Saved entries
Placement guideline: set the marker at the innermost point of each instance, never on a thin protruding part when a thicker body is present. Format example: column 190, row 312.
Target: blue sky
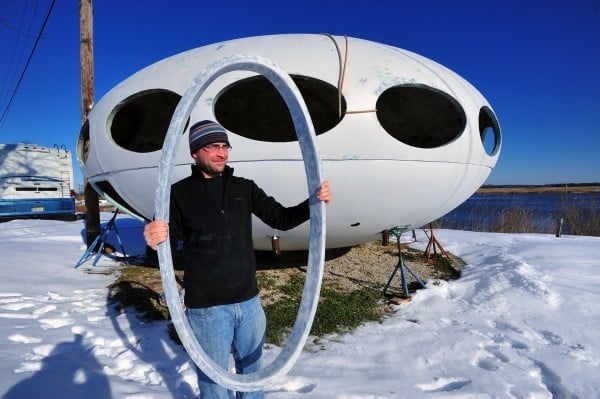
column 537, row 62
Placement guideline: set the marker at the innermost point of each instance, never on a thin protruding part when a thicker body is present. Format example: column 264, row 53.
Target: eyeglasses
column 212, row 148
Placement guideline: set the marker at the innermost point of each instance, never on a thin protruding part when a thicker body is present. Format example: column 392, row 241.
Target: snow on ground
column 521, row 322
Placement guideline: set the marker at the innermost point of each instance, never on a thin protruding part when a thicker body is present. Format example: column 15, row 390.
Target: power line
column 37, row 39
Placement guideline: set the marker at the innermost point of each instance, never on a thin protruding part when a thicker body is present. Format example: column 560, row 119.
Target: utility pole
column 86, row 58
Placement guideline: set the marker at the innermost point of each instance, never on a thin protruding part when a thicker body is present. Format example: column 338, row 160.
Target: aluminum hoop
column 316, row 255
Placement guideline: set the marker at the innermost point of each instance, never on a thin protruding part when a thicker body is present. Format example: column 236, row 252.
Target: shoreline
column 563, row 189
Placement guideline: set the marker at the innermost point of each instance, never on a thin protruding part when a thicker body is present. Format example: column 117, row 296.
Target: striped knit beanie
column 206, row 132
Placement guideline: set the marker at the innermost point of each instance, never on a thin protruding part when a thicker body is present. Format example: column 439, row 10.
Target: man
column 211, row 219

**What you need to do**
All that is needed is the exact run of lines above from the line containing "Target: striped knit beanie" through the line containing "439, row 10.", both of them included.

**Solution to the exercise**
Target: striped knit beanie
column 206, row 132
Placement guideline: set the marker at the innermost point of each instance, never on a thin protruding part when a thicker body is present. Format example: column 439, row 10.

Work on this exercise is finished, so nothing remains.